— Start TEXT SECTION —
• Subject: Re: Interactive vs. Batch
  • From: bruce-list@xxxxxxxxxxx (Bruce Hobbs, Netburg Internet Services)
  • Date: Fri, 20 Apr 2001 12:32:28 -0400
  • Organization: Netburg Internet Services

Folks,

I think you need to look at this from a marketing perspective. IBM has a large 
installed base of AS/400s running traditional green-screen applications. This 
group of customers is used to paying premium prices for the AS/400 platform.

On the other hand, IBM needs the e(logo)server i-Series to compete against 
other servers, such as Windows NT/2000 on Intel hardware and many hardware 
platforms running UNIX/Linux. These folks do not pay premium prices for 
anything.

How does IBM sell at low prices to the server market without allowing the 
installed base the same low prices? This is where this whole interactive vs. 
batch distinction comes from.
— End TEXT SECTION —
**WRITTEN PROBLEM 1**
From the interactive vs. batch post, reproduce everything from "On the other" down to "whole interactive vs.".
**WRITTEN PROBLEM 2**
In the interactive vs. batch post, what does IBM need the e(logo)server i-Series to compete against?
— Start PROVIDED DATA —
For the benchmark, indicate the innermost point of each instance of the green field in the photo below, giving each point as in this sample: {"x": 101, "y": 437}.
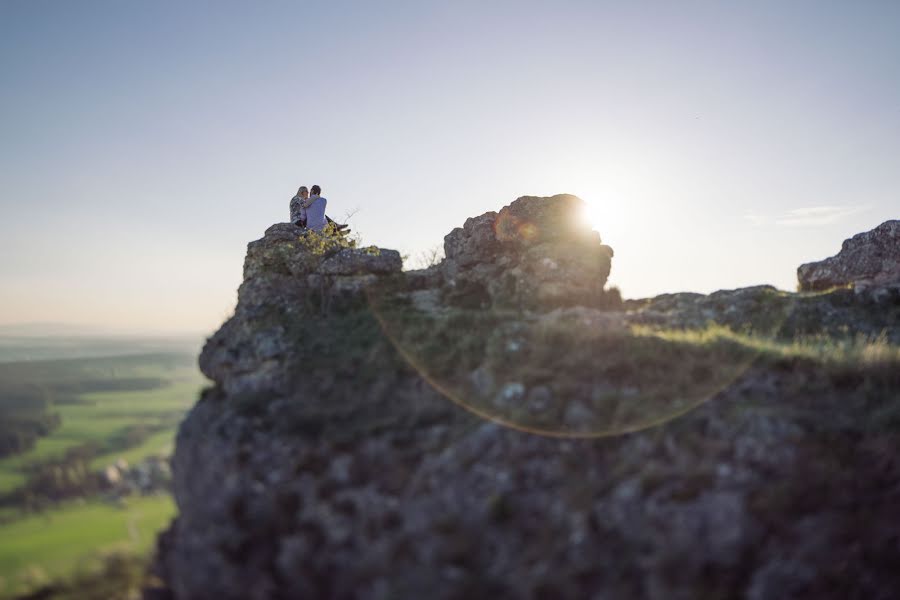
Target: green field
{"x": 58, "y": 542}
{"x": 101, "y": 416}
{"x": 101, "y": 401}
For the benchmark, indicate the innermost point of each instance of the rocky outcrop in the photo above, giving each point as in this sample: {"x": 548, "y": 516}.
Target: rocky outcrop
{"x": 533, "y": 254}
{"x": 869, "y": 259}
{"x": 286, "y": 276}
{"x": 499, "y": 426}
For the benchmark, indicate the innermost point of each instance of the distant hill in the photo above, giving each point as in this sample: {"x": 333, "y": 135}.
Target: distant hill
{"x": 17, "y": 347}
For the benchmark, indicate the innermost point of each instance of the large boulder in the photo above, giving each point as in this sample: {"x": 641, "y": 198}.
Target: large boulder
{"x": 867, "y": 259}
{"x": 373, "y": 434}
{"x": 536, "y": 253}
{"x": 290, "y": 277}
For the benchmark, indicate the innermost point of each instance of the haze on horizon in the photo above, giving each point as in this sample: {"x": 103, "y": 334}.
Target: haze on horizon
{"x": 144, "y": 144}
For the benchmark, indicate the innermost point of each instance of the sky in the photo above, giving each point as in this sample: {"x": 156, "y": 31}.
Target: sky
{"x": 143, "y": 144}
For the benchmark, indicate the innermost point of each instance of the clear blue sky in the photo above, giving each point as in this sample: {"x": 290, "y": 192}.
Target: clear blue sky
{"x": 143, "y": 144}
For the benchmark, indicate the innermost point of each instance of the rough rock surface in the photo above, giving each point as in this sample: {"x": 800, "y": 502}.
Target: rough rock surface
{"x": 868, "y": 259}
{"x": 533, "y": 254}
{"x": 333, "y": 458}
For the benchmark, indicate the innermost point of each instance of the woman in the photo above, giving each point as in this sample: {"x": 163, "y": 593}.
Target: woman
{"x": 299, "y": 204}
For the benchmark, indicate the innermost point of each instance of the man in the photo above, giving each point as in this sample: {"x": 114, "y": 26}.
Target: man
{"x": 298, "y": 208}
{"x": 315, "y": 209}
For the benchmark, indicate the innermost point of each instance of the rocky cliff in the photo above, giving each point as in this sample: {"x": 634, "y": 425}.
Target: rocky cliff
{"x": 499, "y": 425}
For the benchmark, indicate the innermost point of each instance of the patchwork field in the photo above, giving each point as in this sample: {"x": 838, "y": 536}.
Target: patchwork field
{"x": 41, "y": 547}
{"x": 121, "y": 407}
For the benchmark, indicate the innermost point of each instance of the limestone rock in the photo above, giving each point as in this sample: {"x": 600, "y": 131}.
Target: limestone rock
— End PROVIDED DATA —
**EXPECTED OUTPUT 1**
On the other hand, IBM needs the e(logo)server i-Series to compete against 
other servers, such as Windows NT/2000 on Intel hardware and many hardware 
platforms running UNIX/Linux. These folks do not pay premium prices for 
anything.

How does IBM sell at low prices to the server market without allowing the 
installed base the same low prices? This is where this whole interactive vs.

**EXPECTED OUTPUT 2**
Other servers, such as Windows NT/2000 on Intel hardware and many hardware platforms running UNIX/Linux.